Excerpt provided:

═══

Third, the response exposed the failure of tick-box governance. During the free-market era, government adopted numerous quasi-market practices whereby hospitals, ministries and quangos judge themselves against criteria normally used in the private sector. Instead of truth, however, this system produces cover-ups.

“There was a failure of the institutions to identify and accurately describe the underlying problems,” writes Baroness Hallett, “compounded by the use of jargon and euphemism to disguise, for example, tasks that had not been completed.”

These structural problems were, of course, compounded by the hubris of Boris Johnson: shaking hands with Covid carriers, letting the Cheltenham race meeting go ahead, keeping the airports open for thousands of Chinese visitors, and then catastrophically late decision-making over lockdowns.

But the structural problems were, themselves, the product of a deeper hubris. The Goldsmiths University economist William Davies defines neoliberalism not as an economic system, but as “the elevation of market-based principles and techniques of evaluation to the level of state-endorsed norms”. At the root of the free-market ideology is the assumption that society behaves like a marketplace; that all complexities can be quantified, all risks calculated arithmetically.

Just as in 2008, the financial economy showed us this was rubbish at the level of economics; the Covid-19 pandemic showed us the same at the level of public health.

The social reality of the world is a complex “system of systems”. It involves eight billion people working, consuming, travelling, communicating – and passing everything from viruses to disinformation – across global networks. It is, intrinsically, far riskier than the risk assessment models sitting in Whitehall could ever contemplate.

And it is clear that this complex, global system produces regular “black swan” events – from 9/11 to the global financial crisis, the 2015 refugee crisis, Covid, the war in Ukraine, and the unfolding breakdown of order in sub-Saharan Africa.

It is logical to assume that coming next in this series will be a climate catastrophe one order of magnitude greater than anything we have yet experienced. On top of that, the risk of a major conventional war – between Russia and Nato, or China and Taiwan, is also non-negligible.

═══

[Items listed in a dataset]

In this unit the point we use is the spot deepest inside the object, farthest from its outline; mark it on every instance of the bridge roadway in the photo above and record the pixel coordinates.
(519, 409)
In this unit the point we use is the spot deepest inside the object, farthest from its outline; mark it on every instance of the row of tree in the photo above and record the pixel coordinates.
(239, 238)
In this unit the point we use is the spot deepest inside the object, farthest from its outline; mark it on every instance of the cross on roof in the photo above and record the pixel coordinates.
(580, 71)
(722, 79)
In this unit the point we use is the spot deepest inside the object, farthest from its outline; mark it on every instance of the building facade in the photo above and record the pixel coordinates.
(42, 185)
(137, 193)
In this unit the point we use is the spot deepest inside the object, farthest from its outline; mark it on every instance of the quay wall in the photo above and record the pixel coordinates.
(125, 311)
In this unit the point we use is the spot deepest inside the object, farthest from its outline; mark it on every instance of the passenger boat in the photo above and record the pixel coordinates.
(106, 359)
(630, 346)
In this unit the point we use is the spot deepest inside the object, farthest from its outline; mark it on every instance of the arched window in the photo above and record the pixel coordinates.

═══

Assignment 1:
Decide whether each statement agrees with the excerpt on the pandemic response, answering yes or no and quoting the words of the excerpt that settle it.
(a) William Davies defines neoliberalism as an economic system.
(b) The Cheltenham race meeting was allowed to go ahead.
(c) The risk of a major conventional war is described as negligible.
Assignment 2:
Answer these questions using the excerpt on the pandemic response.
(a) At which university does William Davies work?
(b) How many people does the excerpt say are part of the world's "system of systems"?
(c) According to Baroness Hallett, what was used to disguise tasks that had not been completed?
Assignment 3: Repeat the passage of the excerpt on the pandemic response word for word, from "Just as in 2008, the" to "could ever contemplate.".

Task solution 1:
(a) No: "defines neoliberalism not as an economic system"
(b) Yes: "letting the Cheltenham race meeting go ahead"
(c) No: "is also non-negligible"

Task solution 2:
(a) Goldsmiths University
(b) Eight billion
(c) Jargon and euphemism

Task solution 3:
Just as in 2008, the financial economy showed us this was rubbish at the level of economics; the Covid-19 pandemic showed us the same at the level of public health.

The social reality of the world is a complex “system of systems”. It involves eight billion people working, consuming, travelling, communicating – and passing everything from viruses to disinformation – across global networks. It is, intrinsically, far riskier than the risk assessment models sitting in Whitehall could ever contemplate.